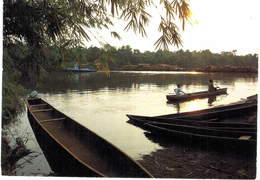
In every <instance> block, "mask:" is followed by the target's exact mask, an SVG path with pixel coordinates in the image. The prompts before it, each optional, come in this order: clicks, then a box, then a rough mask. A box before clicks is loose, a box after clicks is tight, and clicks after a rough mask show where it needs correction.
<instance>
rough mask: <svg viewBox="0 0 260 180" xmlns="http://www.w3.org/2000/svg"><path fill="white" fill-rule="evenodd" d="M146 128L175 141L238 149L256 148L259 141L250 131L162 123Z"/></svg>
mask: <svg viewBox="0 0 260 180" xmlns="http://www.w3.org/2000/svg"><path fill="white" fill-rule="evenodd" d="M145 126H146V128H147V130H148V131H150V133H152V134H155V135H157V136H160V137H164V138H168V139H169V140H174V141H182V142H183V141H185V142H191V143H199V144H202V145H204V146H208V145H210V144H211V145H214V146H217V147H219V148H221V147H222V146H227V147H233V148H236V149H237V148H238V149H240V148H241V149H244V148H246V149H249V150H250V149H254V148H256V143H257V140H256V139H257V134H256V133H249V132H229V131H222V130H219V131H218V132H217V131H210V130H208V129H206V130H205V131H203V130H201V129H199V130H198V129H197V130H196V129H193V130H191V129H186V130H187V131H186V130H184V129H182V130H180V129H178V128H176V127H175V126H171V127H170V126H167V127H165V125H163V124H162V123H158V124H156V123H153V124H151V123H146V124H145Z"/></svg>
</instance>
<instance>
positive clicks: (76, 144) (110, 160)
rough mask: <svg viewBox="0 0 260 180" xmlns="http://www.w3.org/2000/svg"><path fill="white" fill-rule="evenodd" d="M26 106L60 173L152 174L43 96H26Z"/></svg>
mask: <svg viewBox="0 0 260 180" xmlns="http://www.w3.org/2000/svg"><path fill="white" fill-rule="evenodd" d="M27 108H28V118H29V121H30V124H31V126H32V129H33V131H34V133H35V136H36V139H37V141H38V143H39V145H40V147H41V148H42V150H43V152H44V154H45V156H46V159H47V160H48V161H49V160H51V161H52V162H55V163H56V166H51V168H54V169H53V170H54V171H55V170H56V171H57V173H60V175H61V176H74V177H140V178H151V177H153V175H151V174H150V173H149V172H148V171H147V170H146V169H145V168H143V167H142V166H141V165H140V164H138V163H137V162H136V161H135V160H133V159H132V158H131V157H129V156H128V155H127V154H125V153H124V152H123V151H121V150H120V149H118V148H117V147H116V146H114V145H113V144H111V143H110V142H108V141H106V140H105V139H103V138H102V137H100V136H98V135H97V134H96V133H94V132H92V131H91V130H89V129H87V128H86V127H84V126H83V125H81V124H79V123H78V122H76V121H75V120H73V119H72V118H70V117H68V116H66V115H65V114H63V113H62V112H60V111H58V110H57V109H55V108H54V107H53V106H51V105H50V104H49V103H47V102H46V101H44V100H43V99H41V98H38V97H34V98H28V100H27ZM50 165H51V164H50ZM56 171H55V172H56Z"/></svg>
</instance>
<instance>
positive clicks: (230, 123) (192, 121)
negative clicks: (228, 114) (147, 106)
mask: <svg viewBox="0 0 260 180" xmlns="http://www.w3.org/2000/svg"><path fill="white" fill-rule="evenodd" d="M127 117H128V118H129V119H130V120H132V121H134V122H136V123H139V124H144V123H150V124H152V123H165V124H173V125H185V126H195V127H197V128H211V129H221V130H232V131H248V132H256V131H257V125H255V124H250V123H235V122H222V121H218V119H209V120H202V121H198V120H192V119H187V120H186V119H171V118H160V117H148V116H137V115H127ZM215 121H218V122H215Z"/></svg>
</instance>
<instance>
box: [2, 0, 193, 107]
mask: <svg viewBox="0 0 260 180" xmlns="http://www.w3.org/2000/svg"><path fill="white" fill-rule="evenodd" d="M3 5H4V7H3V26H4V27H3V48H4V56H3V63H4V71H3V77H4V78H3V96H5V98H7V99H8V100H9V101H12V100H13V98H15V99H16V100H17V99H19V98H18V97H20V96H22V94H21V93H20V92H22V91H14V90H13V89H12V88H13V87H14V86H15V87H18V85H19V83H21V82H24V81H33V82H34V83H35V84H37V83H38V82H39V80H40V79H41V78H42V77H43V76H44V75H45V74H46V66H49V67H52V68H65V67H67V66H68V64H67V62H68V61H69V59H68V57H69V56H70V54H69V53H70V52H71V51H68V49H71V48H74V49H75V50H78V49H77V48H78V47H81V46H83V42H84V41H91V40H92V39H93V38H97V36H96V34H95V31H96V30H97V29H103V28H105V29H109V27H110V26H113V22H112V20H113V19H114V18H117V19H121V20H124V21H126V22H127V25H126V27H125V30H126V31H129V30H133V32H135V33H140V34H141V35H142V36H146V35H147V34H146V28H147V25H148V24H149V22H150V19H151V18H152V15H151V14H149V13H148V11H147V9H148V8H154V9H157V12H158V13H157V14H158V16H159V17H160V18H161V22H160V23H159V24H158V30H159V31H160V32H161V34H162V35H161V37H160V38H159V39H158V40H157V41H156V40H155V46H156V48H163V49H166V50H167V48H168V47H169V45H176V46H181V45H182V41H181V39H180V35H179V29H178V27H177V26H176V25H175V24H174V22H175V20H177V19H179V20H180V21H181V22H182V24H183V29H184V25H185V22H186V21H188V22H190V23H191V19H190V15H191V12H190V9H189V5H188V3H187V0H172V1H168V0H161V1H158V2H157V4H155V2H154V1H152V0H105V1H104V0H73V1H71V0H69V1H68V0H4V1H3ZM162 9H163V10H162ZM153 12H156V11H153ZM153 15H154V14H153ZM111 36H113V37H115V38H118V39H121V37H120V35H119V34H118V33H117V32H115V31H111ZM98 40H99V39H98ZM99 41H100V40H99ZM100 44H101V45H102V42H100ZM76 47H77V48H76ZM110 53H111V52H110V50H107V48H106V47H103V50H102V51H101V53H99V56H98V57H95V60H96V62H95V65H96V66H97V69H99V70H106V71H108V69H109V67H108V62H109V61H112V62H113V61H114V60H113V59H112V58H111V56H109V54H110ZM75 56H76V57H75V58H77V59H78V60H79V61H81V62H84V61H86V60H85V59H84V56H82V55H81V51H79V52H78V54H77V55H75ZM93 57H94V56H93ZM128 60H129V62H130V60H131V59H129V57H128ZM9 83H10V84H9ZM15 104H16V103H15ZM7 105H8V101H3V108H7V109H8V107H7ZM3 112H6V111H5V110H4V111H3Z"/></svg>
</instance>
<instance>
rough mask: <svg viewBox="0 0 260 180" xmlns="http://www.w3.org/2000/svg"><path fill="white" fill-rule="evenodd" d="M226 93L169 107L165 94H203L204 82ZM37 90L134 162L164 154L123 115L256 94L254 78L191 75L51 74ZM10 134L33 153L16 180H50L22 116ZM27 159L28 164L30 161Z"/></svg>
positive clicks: (184, 102) (228, 76)
mask: <svg viewBox="0 0 260 180" xmlns="http://www.w3.org/2000/svg"><path fill="white" fill-rule="evenodd" d="M209 79H213V80H214V83H215V84H217V85H218V86H219V87H227V88H228V91H227V92H228V94H227V95H220V96H217V97H216V98H214V99H209V98H206V99H200V100H193V101H187V102H182V103H167V100H166V94H170V93H173V92H174V89H175V88H176V84H181V89H182V90H183V91H184V92H196V91H203V90H207V84H208V80H209ZM42 84H43V86H42V87H39V88H37V89H35V90H37V91H38V92H39V96H40V97H42V98H43V99H45V100H46V101H47V102H49V103H50V104H52V105H53V106H54V107H56V108H57V109H59V110H60V111H62V112H64V113H65V114H66V115H68V116H70V117H72V118H74V119H75V120H76V121H78V122H80V123H81V124H83V125H85V126H86V127H87V128H89V129H90V130H92V131H94V132H96V133H97V134H99V135H100V136H102V137H103V138H105V139H106V140H108V141H110V142H111V143H113V144H114V145H115V146H117V147H118V148H120V149H121V150H123V151H124V152H126V153H127V154H128V155H129V156H131V157H132V158H134V159H135V160H138V159H140V157H141V155H144V154H149V153H151V152H152V151H155V150H157V149H160V148H162V147H161V146H160V145H159V144H157V143H154V142H152V141H150V140H149V139H147V138H146V137H145V135H144V130H142V129H140V128H137V127H135V126H133V125H131V124H129V123H127V120H128V118H127V117H126V114H136V115H146V116H156V115H163V114H170V113H178V112H186V111H192V110H197V109H204V108H209V107H212V106H217V105H222V104H229V103H232V102H236V101H239V100H241V99H242V98H246V97H248V96H251V95H254V94H257V92H258V75H257V74H245V73H242V74H238V73H195V72H123V71H122V72H111V74H110V77H107V76H106V75H104V74H100V73H95V72H94V73H75V74H74V75H73V74H71V73H50V74H49V76H48V77H46V79H45V80H44V82H43V83H42ZM10 129H12V130H15V131H16V132H17V134H23V135H25V136H26V137H27V139H28V141H27V143H26V146H27V147H28V148H30V149H33V150H34V151H35V153H32V154H30V157H27V160H24V159H23V160H20V161H19V162H18V164H21V167H20V168H18V169H17V174H18V175H35V174H48V173H50V172H51V169H50V167H49V165H48V162H47V161H46V159H45V158H44V156H43V154H42V153H41V150H40V149H39V147H38V144H37V142H36V140H35V139H34V134H33V132H32V130H31V127H30V124H29V122H28V119H27V115H26V113H24V114H21V115H20V117H19V121H18V122H16V123H15V124H14V125H13V126H12V127H10ZM28 158H30V159H29V160H28Z"/></svg>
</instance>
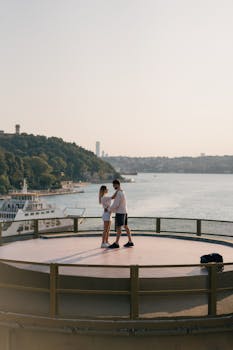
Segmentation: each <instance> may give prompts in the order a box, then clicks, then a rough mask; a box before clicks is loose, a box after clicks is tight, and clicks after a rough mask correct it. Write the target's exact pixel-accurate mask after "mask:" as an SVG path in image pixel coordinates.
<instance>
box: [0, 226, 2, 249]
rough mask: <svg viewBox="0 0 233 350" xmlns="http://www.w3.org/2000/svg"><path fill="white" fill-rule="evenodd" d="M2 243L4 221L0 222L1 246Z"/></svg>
mask: <svg viewBox="0 0 233 350" xmlns="http://www.w3.org/2000/svg"><path fill="white" fill-rule="evenodd" d="M1 245H2V222H0V246H1Z"/></svg>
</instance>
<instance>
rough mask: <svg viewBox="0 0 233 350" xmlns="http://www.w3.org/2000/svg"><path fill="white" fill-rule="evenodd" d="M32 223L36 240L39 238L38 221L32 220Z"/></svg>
mask: <svg viewBox="0 0 233 350" xmlns="http://www.w3.org/2000/svg"><path fill="white" fill-rule="evenodd" d="M33 223H34V238H38V237H39V220H38V219H34V220H33Z"/></svg>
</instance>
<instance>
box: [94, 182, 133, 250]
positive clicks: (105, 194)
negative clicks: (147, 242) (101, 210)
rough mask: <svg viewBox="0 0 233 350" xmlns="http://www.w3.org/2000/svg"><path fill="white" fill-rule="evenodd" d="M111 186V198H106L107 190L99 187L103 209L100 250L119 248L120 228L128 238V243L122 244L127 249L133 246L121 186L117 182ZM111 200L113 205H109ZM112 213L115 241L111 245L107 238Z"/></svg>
mask: <svg viewBox="0 0 233 350" xmlns="http://www.w3.org/2000/svg"><path fill="white" fill-rule="evenodd" d="M112 184H113V187H114V189H115V190H116V191H115V193H114V194H113V196H112V197H109V196H107V194H108V188H107V187H106V186H104V185H103V186H101V187H100V190H99V203H100V204H102V206H103V208H104V213H103V216H102V218H103V222H104V229H103V236H102V244H101V248H109V249H115V248H119V240H120V236H121V232H122V226H123V227H124V228H125V230H126V233H127V236H128V242H127V243H126V244H124V247H127V248H129V247H132V246H133V245H134V244H133V242H132V238H131V232H130V229H129V227H128V222H127V221H128V216H127V206H126V198H125V193H124V191H123V190H122V189H121V184H120V181H119V180H117V179H116V180H114V181H113V183H112ZM112 199H113V203H112V204H111V200H112ZM112 213H115V229H116V241H115V242H114V243H113V244H109V242H108V237H109V232H110V227H111V219H112Z"/></svg>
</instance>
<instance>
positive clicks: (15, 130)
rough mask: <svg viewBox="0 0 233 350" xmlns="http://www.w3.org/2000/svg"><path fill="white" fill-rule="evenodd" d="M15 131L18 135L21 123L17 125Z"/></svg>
mask: <svg viewBox="0 0 233 350" xmlns="http://www.w3.org/2000/svg"><path fill="white" fill-rule="evenodd" d="M15 133H16V135H19V134H20V125H19V124H16V125H15Z"/></svg>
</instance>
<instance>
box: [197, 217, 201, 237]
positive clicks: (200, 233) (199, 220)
mask: <svg viewBox="0 0 233 350" xmlns="http://www.w3.org/2000/svg"><path fill="white" fill-rule="evenodd" d="M197 236H201V220H200V219H197Z"/></svg>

══════

- Aim of the exercise -
For the word "image", tally the lines above that hold it and answer with the number alone.

- Answer below -
2